Please print every line from the one containing "Could you point at the rear" through the last line of the records below, exactly as written and nothing more.
═══ Listed entries
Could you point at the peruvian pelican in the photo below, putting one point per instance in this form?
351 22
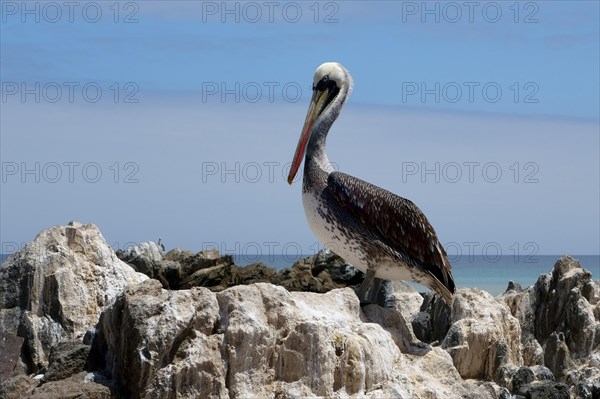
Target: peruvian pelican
380 233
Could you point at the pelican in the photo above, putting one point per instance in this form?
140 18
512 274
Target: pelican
380 233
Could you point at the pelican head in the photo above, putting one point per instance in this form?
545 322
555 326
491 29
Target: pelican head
331 86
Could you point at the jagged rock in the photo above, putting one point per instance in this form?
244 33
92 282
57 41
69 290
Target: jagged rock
261 341
80 385
66 360
544 390
433 321
55 288
143 257
10 351
559 320
484 336
17 387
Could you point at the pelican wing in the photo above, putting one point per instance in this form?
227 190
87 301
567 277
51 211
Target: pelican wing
391 219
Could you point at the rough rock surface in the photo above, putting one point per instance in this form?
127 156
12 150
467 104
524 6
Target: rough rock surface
262 341
54 289
483 336
223 331
560 325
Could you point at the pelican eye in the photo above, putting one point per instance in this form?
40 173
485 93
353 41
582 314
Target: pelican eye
325 83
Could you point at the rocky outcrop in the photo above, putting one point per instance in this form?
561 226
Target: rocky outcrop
54 289
560 323
204 327
262 341
484 337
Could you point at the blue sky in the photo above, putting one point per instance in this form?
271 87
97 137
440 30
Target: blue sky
178 119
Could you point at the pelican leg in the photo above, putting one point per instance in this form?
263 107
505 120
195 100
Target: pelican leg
374 292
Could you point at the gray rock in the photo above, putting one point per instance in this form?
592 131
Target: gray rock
81 385
544 390
10 352
54 289
524 375
260 340
484 336
66 360
143 257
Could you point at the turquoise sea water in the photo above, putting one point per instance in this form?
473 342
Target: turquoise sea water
487 273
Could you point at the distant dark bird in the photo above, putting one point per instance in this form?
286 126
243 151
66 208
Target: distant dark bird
382 234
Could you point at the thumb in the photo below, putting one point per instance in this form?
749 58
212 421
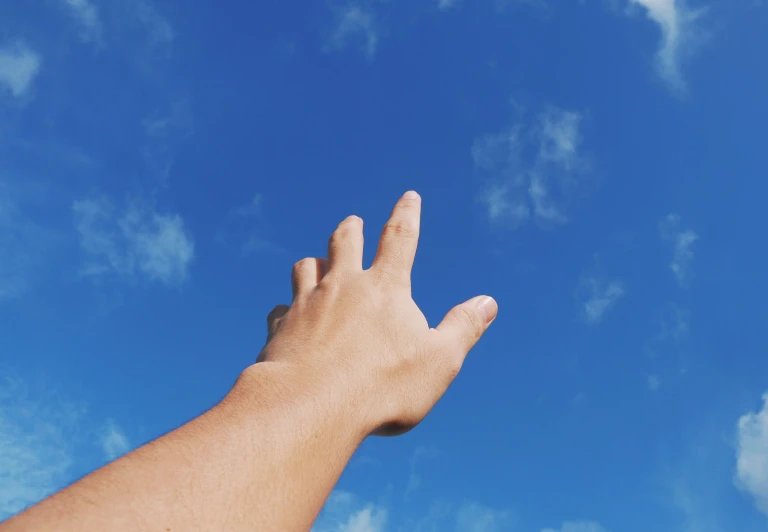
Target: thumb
466 323
273 320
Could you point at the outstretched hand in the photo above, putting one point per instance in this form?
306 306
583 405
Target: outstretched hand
358 337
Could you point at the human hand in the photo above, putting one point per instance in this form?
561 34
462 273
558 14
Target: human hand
356 336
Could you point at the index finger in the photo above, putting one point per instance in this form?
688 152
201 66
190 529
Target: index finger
400 237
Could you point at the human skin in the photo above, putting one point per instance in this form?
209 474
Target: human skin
352 356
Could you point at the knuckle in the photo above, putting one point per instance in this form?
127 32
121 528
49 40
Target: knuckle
387 276
473 322
399 229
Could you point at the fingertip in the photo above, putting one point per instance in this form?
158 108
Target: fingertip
488 308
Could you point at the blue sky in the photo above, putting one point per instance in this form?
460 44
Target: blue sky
597 166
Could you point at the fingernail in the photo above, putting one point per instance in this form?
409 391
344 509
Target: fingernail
488 307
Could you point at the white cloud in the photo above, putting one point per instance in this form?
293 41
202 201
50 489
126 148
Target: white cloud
369 519
529 170
342 514
682 241
138 241
19 66
474 517
752 455
355 24
36 449
582 526
414 479
159 31
87 17
114 443
676 24
601 297
24 243
165 132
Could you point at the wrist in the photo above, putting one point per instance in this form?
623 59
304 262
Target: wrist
302 398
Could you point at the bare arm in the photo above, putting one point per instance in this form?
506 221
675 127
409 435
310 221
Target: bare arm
352 356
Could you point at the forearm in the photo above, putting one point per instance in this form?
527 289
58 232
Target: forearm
265 458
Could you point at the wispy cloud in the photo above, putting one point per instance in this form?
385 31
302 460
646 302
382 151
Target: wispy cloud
752 455
158 29
676 23
133 242
114 442
343 513
414 479
164 133
356 26
580 526
682 241
247 228
24 243
600 296
19 66
475 517
87 17
530 169
36 445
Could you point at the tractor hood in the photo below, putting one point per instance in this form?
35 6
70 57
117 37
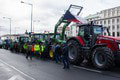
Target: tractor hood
110 37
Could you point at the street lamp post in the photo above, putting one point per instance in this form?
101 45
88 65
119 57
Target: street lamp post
10 24
34 24
31 12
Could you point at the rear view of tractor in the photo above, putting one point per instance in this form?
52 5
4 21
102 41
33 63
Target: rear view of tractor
102 51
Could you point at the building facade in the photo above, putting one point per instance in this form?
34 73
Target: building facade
108 18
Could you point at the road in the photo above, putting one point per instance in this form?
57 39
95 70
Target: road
15 67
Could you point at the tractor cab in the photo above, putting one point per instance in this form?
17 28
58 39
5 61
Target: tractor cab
89 33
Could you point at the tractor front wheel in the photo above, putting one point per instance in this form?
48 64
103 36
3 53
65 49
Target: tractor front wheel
103 58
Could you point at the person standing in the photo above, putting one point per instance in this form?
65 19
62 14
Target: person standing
29 51
65 58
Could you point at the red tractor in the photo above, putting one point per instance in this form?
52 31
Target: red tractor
102 51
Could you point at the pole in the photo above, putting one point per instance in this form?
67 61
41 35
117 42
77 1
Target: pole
31 16
10 28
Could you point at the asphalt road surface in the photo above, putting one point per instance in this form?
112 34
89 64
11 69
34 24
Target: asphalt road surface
16 67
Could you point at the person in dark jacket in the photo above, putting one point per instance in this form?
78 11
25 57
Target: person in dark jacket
65 58
29 50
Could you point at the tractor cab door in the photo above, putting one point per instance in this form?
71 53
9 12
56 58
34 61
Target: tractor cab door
97 30
84 32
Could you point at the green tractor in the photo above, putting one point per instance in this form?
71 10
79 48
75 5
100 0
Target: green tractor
61 37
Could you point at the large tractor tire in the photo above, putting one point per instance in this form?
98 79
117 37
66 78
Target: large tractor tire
103 58
74 52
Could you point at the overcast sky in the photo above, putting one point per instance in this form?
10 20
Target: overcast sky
46 13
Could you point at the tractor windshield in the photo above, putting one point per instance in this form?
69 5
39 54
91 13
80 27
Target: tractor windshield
98 30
══════
## Exercise response
Could you point at the rear view of tractor in the photo above, putting one point per instance in this form?
52 5
4 21
102 41
33 63
Target: rear view of tractor
102 51
Could you point at the building facade in the photo above, putting one point per instance in this form?
34 73
Target: building facade
108 18
Could you point at the road in the photo above, putting one point per instance in this form?
57 39
95 70
Target: road
15 67
Could you point at the tractor cab in the photo above, putting one point per instance in this form?
17 28
58 39
5 61
Target: tractor cab
89 33
Could you point at the tractor front wheel in the photo above, putting one point per instance in this form?
48 64
103 36
3 53
65 49
Target: tractor front wheel
103 58
Could you point at the person standing in the photo above, putting one point per instance in this form?
65 19
62 14
Target: person standing
29 51
65 58
Could you point at the red tractor in the photo above, putting one point per instance in this form?
52 31
Target: red tractor
102 51
Could you point at the pole in the photo above, putting one point per instance in this form?
67 61
41 35
117 42
77 1
Target: pole
31 16
10 28
Could you point at the asphalt road surface in the photo above, putting one point per instance in this form?
112 34
89 64
11 69
34 24
Target: asphalt road surface
16 67
Could you point at the person in dark jacket in the photo above, putting one point per instance in this form?
78 11
25 57
Target: person in dark jacket
65 58
29 50
Could you point at the tractor cab door in the photo above, putting one point per instance in this form?
71 53
9 12
56 58
34 61
Target: tractor cab door
97 30
84 32
Could you point at the green tractor in the photo above, putting one point per instance in this form?
71 10
79 48
75 5
100 0
Target: green tractor
61 37
Could you point at the large tractor tire in the photo above, putting one point per instance in this form?
98 79
117 37
66 78
Target: large tractor tire
103 58
74 52
Could you point at the overcast sky in the photo above, putting one point per instance in this form?
10 20
Target: overcast sky
46 13
Could you point at the tractor windshield in the photo above, putting one point per instance in this form?
69 5
39 54
91 13
80 27
Target: tractor windshield
98 30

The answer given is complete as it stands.